*What to do*
[A] In the passage below about collecting childhood memories, what did the narrator hand their mother on the day the parents separated?
[B] Write the next few sentences of the passage below about collecting childhood memories, picking up after its final line.
┌─ Passage given
As a child I would collect anecdotes such as this. Some of these moments were happy and others melancholic. I was sentimental to a detriment and mostly interested in trivial details; holding my father’s hand while crossing the road, holding a piece of ice in the palm of my hand during a hailstorm, handing my mother tissues the day my parents separated. Growing up without any siblings my age meant that I spent a lot of time inside the refuge of my own imagination.

I made it my mission to collect and imprison memories, to bury them inside of me. Sometimes I sift through them like old photographs, revisiting each one with all of my senses. The timber of a voice, repeated gestures, other small idiosyncrasies that past intimacies have left behind. I wear these instants on my skin like perfume, their aroma does not escape me.
└─
┌─ Material supplied
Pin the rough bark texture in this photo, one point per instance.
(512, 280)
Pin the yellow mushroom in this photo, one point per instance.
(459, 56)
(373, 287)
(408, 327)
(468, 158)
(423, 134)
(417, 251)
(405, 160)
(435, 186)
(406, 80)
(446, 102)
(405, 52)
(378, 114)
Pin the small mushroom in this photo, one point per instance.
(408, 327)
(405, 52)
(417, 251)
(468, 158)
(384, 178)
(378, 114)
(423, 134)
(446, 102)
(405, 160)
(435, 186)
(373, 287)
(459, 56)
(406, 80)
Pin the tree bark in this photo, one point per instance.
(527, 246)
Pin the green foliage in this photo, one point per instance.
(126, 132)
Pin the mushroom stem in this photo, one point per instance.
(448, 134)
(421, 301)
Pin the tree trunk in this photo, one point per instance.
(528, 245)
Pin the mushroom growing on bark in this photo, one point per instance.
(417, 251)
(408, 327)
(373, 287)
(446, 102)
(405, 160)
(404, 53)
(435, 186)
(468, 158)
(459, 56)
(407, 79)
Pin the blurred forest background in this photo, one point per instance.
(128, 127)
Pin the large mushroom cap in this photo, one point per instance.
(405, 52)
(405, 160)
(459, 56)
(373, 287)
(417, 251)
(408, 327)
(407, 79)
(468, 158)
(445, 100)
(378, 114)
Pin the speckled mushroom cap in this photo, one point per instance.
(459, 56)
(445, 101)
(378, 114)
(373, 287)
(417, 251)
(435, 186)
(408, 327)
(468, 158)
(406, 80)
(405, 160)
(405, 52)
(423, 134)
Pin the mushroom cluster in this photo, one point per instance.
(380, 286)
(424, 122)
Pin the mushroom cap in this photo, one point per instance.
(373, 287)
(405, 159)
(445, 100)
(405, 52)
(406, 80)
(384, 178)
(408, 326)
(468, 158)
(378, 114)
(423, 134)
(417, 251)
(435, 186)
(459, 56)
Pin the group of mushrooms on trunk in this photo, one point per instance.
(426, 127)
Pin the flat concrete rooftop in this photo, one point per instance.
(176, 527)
└─
*The results*
[A] Tissues.

[B]
It was this practice of poaching memories like ivory tusks that served my writing life. It also served my love life. Sometimes I would lick my wounds with the memory of someone’s touch. I am guilty of using such nuances as a sword too. This practice of remembering made it impossible to forget.

The memory obscures reality. It has a way of blurring the lines between what is actual and what is imagined. We are unreliable narrators by nature. We are illusionists, creating illusions for ourselves by our own slight-of-hand. There can be no definition between what is real and what is unreal, because in our memories, we do not see things as they are; we see them as we are.